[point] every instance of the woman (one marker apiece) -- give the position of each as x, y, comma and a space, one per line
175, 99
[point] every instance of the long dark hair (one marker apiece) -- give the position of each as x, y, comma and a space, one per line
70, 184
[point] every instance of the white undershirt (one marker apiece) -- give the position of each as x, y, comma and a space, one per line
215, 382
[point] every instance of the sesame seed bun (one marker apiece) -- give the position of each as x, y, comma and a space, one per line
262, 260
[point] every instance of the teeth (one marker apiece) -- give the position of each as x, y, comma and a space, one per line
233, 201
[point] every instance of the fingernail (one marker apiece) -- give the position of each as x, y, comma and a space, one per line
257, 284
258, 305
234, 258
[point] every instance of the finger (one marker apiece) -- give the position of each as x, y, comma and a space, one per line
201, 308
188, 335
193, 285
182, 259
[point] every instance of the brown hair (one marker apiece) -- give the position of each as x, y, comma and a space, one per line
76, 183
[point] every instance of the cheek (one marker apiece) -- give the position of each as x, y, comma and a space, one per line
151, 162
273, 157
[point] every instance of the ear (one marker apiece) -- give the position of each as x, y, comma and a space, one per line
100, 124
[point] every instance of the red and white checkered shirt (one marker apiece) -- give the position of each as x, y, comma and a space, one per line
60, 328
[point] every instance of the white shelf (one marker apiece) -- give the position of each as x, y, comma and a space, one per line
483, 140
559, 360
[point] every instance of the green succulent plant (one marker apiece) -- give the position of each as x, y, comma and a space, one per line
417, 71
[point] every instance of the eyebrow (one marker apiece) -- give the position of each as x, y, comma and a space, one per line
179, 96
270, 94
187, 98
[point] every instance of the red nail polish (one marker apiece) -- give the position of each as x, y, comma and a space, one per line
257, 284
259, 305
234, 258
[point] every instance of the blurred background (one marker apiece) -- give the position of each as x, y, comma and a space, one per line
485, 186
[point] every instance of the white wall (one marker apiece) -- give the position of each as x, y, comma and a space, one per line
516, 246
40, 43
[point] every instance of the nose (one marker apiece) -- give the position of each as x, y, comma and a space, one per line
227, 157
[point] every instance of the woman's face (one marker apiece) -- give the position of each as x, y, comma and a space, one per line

····················

__Your objective__: Please return the whole listing, line for line, exactly.

__Output__:
[point] every instance of the woman (one marker apiece) -- give the position of each as x, y, comma and a space, one per line
175, 99
[point] every instance of the long dark hair (one marker apiece) -- give the position of each as x, y, comma and a space, one per line
70, 184
[point] every instance of the white undershirt (one marker apiece) -- give the position of each as x, y, comma and a space, one per line
215, 382
[point] every instance of the sesame seed bun (one marker apiece) -- give the position of each as x, y, comma and a space, one per line
262, 260
[point] every instance of the teeth (one marker apiece) -- give the position of each as x, y, comma and a space, one per line
233, 201
[point] every instance of the fingernail (one marker apiece) -- give the position of each as x, y, comma and a space, one per line
257, 284
258, 305
234, 258
[point] every instance of the finger (one marker apiece) -- give the position of each as x, y, comma and a space, one per line
201, 308
188, 335
193, 285
182, 259
[point] every instance of the brown hair (one marker apiece) -- give the position of each as x, y, comma and a space, one per line
76, 183
[point] every instance of the cheek (one marker apiece) -- give the position of each as x, y, comma and a space, one per line
151, 162
273, 157
[point] every instance of the ear (one marker apiece) -- give the position of each as x, y, comma and a space, one per line
100, 124
[point] every instance of the red and white checkered shirt (one marker apiece) -- give the position of each as x, y, comma and a space, one per line
60, 328
[point] every instance of the white shelf (one marker apiece) -- give the position of each as x, y, comma and a space, one per line
483, 140
559, 360
[point] every instance of the green succulent plant (one marker apiece) -- give the position of each as x, y, comma and a space, one per line
417, 71
[point] every instance of the eyebrow (one marker apiece) -- give the position of each as x, y, comma and a space, one per line
179, 96
270, 94
187, 98
[point] every instance of the red nail polish (one marker apiece) -- give the position of each as x, y, comma and a space, one per line
257, 284
259, 305
234, 258
[point] every instance of the blurred background (one marker apiece) -- give the position of each as x, y, comma and a space, one per line
485, 186
[point] every instance of the white wall (one marker apiece) -- give the position of each as x, y, comma and a space, one per line
516, 246
40, 43
[point] every instance of the nose (one marker apiece) -- give the position of each as x, y, comma and a space, one per line
227, 157
[point] every instance of the woman's face (one marker apiece) -- give the position of each as x, y, comma and a space, one per line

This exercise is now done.